» Document text
+ + + + +

Opinion: Who is Advising Adam Kinzinger?
Someone needs to tell the truth, all right. Adam, what were you thinking?

I know what you're thinking.
"With a headline and featured image like that, this guy must be an ignorant TRUMP-et! A delusional Q-Anon conspiracy theorist!"
That thought was then probably followed by your favorite expletive attached to whatever epithet you normally use to cruise hashtags on social media under a fake name, anonymous photo, and some kind of raised fist/communist rose paired with any variation of #ReSiStAnCe(!).
I get it. We live in angry times, and some have the right to tweet.
In case you cared to read beyond the first advertisement, no, I am not a delusional follower of Q-Anon, trusting the plan two weeks at a time. No, I'm not willing to volunteer for a hot Civil War to install Donald Trump as God Emperor of the new Holy American Empire. No, I don't believe the Jews are using space lasers to destroy our food supply or whatever other nonsense is trending on Twitter that makes lazy fodder for late night comedy show writers and social media memes but does its real intended job of drowning out genuine critique of American neo-liberalism.
That said, I am a sucker for watching people throw away their potential and everything they've worked for most of their lives. I can't help it. It's why reality television is so popular. I've done it myself. You're reading my words on this little website right now rather than buying all your daily goods from my "Everything Store" while I moonlight in asteroid mining speculation and have estates in every country on every continent.
And that throwing away of potential appears to be what Adam Kinzinger or whoever is advising Adam Kinzinger, is trying to do with his elected career.
Sunday night, Adam Kinzinger of Illinois' 16th District launched a new "movement" called Country 1st.
Country 1st is not to be confused with America First, of course. The fine people over at Country 1st have standards and wouldn't dare stand for that rabble in their club. Ew.
Using a mid-day talk show impotence commercial template and with all the drama and emotion of a debut YouTube ad for a tech startup app that connects climate change conscious free-range avocados with like-minded fruits and nuts, Kinzinger delivered a 6-minute soliloquy directed toward his Republican Party outlining his new movement as a home for "principled Americans who are tired of the poisonous extremism that has overtaken our beloved nation's politics."
You can view the speech below:
"Someone needs to tell the truth," Kinzinger opens. "Someone needs to say what history needs to hear. So here I am. The Republican Party has lost its way..."
The irony of a man telling those around him that they are not receiving the whole truth and that they're following the whims of a demagogue(s) turning around and declaring he is the one who will tell them the truth, nay that he will tell history itself the whole truth and nothing but the truth, and that we should all join in and follow him is not lost on anyone except, it seems, Kinzinger and his advisors. The oafishness of a man backstabbing his colleagues in favor of an obvious and insanely partisan political boondoggle turning around to tell them that it is he they should trust to lead them back to relevance in the great debate of history and time is not lost on anyone except, it seems, Kinzinger and his advisors. The obtuseness required for a man to be so dismissive of supporters begging for literally anyone to put up even a half-hearted fight for them to the point where they'll draft someone like Donald Trump to do so, turning around and declaring it is him who'll fight for the establishment and the status quo and decency and decorum and choosing to state he'll do so no more than five metaphorical minutes after he was called a fascist neo-nazi white supremacist who deserves to be confronted, spat on, purged from polite society, and his kids sent to reeducation camps simply because he is a straight, white man with an (R) next to his name is not lost on anyone except, it seems, Kinzinger and his advisors.

+ + + + +

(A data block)

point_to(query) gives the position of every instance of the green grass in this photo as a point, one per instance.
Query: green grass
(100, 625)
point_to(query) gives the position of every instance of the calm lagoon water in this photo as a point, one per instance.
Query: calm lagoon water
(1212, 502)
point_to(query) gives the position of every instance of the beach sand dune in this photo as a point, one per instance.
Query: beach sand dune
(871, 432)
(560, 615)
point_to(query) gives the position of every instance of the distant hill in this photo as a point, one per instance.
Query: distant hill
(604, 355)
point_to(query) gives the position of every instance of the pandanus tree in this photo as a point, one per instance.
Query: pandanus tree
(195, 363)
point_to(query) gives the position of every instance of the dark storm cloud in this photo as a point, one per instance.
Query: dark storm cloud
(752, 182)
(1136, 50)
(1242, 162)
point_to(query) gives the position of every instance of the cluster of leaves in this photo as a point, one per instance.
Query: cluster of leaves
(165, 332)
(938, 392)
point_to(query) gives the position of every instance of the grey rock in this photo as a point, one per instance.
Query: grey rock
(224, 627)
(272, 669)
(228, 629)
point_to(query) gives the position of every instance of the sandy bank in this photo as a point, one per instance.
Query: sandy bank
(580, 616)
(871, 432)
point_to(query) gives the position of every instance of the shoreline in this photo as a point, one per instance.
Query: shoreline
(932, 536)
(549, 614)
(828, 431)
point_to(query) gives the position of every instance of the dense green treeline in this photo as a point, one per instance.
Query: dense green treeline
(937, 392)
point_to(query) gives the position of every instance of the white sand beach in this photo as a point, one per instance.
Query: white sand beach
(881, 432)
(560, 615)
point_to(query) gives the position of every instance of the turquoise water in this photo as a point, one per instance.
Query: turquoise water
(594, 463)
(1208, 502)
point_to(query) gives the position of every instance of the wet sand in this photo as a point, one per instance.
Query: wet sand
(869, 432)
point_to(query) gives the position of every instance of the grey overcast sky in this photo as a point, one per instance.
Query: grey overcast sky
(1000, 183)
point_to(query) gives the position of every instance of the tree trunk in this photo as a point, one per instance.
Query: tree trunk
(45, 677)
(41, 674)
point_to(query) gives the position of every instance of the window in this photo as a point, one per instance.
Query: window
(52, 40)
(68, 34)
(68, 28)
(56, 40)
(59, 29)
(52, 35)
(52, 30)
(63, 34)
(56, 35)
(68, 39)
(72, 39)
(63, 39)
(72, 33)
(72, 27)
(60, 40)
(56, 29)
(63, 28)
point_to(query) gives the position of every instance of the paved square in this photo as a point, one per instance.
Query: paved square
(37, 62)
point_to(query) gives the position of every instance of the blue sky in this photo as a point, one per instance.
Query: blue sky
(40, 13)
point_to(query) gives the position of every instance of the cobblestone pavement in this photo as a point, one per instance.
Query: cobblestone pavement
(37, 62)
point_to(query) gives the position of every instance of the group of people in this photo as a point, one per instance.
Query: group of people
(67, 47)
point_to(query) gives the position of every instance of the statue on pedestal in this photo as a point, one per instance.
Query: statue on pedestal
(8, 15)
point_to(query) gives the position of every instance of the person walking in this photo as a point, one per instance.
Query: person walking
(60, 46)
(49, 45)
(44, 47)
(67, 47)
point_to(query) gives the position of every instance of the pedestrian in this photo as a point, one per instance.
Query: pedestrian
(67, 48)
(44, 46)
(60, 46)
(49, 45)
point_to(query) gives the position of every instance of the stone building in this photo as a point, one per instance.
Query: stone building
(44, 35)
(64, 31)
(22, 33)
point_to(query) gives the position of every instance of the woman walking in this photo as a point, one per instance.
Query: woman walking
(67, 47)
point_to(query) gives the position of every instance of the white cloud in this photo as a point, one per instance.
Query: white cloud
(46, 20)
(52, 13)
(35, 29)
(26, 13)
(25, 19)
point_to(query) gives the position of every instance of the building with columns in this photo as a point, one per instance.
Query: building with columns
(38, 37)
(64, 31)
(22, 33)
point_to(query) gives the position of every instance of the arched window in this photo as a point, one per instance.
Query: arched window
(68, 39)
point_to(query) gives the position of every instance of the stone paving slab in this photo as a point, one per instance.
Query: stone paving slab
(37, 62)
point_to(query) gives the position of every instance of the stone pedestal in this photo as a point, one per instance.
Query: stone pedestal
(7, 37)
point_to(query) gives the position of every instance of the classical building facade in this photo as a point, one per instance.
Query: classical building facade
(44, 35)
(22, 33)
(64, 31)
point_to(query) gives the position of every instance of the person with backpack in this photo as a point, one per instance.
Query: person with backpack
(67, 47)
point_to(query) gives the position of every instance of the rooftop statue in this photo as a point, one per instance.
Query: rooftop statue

+ + + + +

» To-do list
1. According to the opinion piece about Adam Kinzinger, what is the name of the movement he launched on Sunday night?
2. Retype everything in the opinion piece about Adam Kinzinger from "And that throwing" down to "their club. Ew.".
3. Extend the opinion piece about Adam Kinzinger, picking up right after its last sentence.
The items come from a different source than the opinion piece.

» Responses to the exercise
1. Country 1st.

2.
And that throwing away of potential appears to be what Adam Kinzinger or whoever is advising Adam Kinzinger, is trying to do with his elected career.
Sunday night, Adam Kinzinger of Illinois' 16th District launched a new "movement" called Country 1st.
Country 1st is not to be confused with America First, of course. The fine people over at Country 1st have standards and wouldn't dare stand for that rabble in their club. Ew.

3.
But we all know what's happening here.
Adam's not stupid.
Illinois is about to go through redistricting again, and Kinzinger's seat in the 16th District is a prime target. He's seen it before, and he knows what's coming. They're going to stack the game against him, and the math doesn't add up. He likely and rightly sees his only way forward in Illinois is to make a play for a statewide office, and he felt he had to make a big move.
He has an election to win.
Of course, big moves are big risks that can quickly become big rewards or big mistakes and, with his latest, Kinzinger may have just thrown away his elected career in Illinois.
I have to assume the thought crossed his mind. One would hope, at least, his advisors had this conversation with him. If they did not, he desperately needs new advisors.
Because Adam Kinzinger did exactly what his opponents have been manipulating the narrative and hoping someone would do. After all the hysteria of the last five years, nothing more than calculated political machinations done in a concerted effort to convince establishment Republican types to break, Adam Kinzinger just gave them all they asked for and even more than they imagined they could get.
For five years, short of lining them up against a wall in front of a firing squad, his opponents have been doing all they could to convince him and the others to flip on Trump. It's all they wanted. All the bluster and braying before the cameras and all the hushed whispers behind, were nothing more than political gamesmanship to drive the wedge between the pre-frontal cortex and the rest of the establishment brain.
"Just do it...Come on, Adam. Do it. You can't win. Just give up. Do it..."
They knew the more they could nudge Republican careerists, particularly those desperate to be in it for the long haul, those who tasted just enough power and had just enough name recognition that maybe they could make a run for something bigger, the greater the rift within the Republican Party they would cause.
I give him a little credit for lasting as long as he did, but Adam Kinzinger finally took the bait. Whether it comes on the first cast or you have to wait all day for the nibble doesn't matter; the fish takes the hook, line, and sinker all the same.
Here's where I'm going to shock you.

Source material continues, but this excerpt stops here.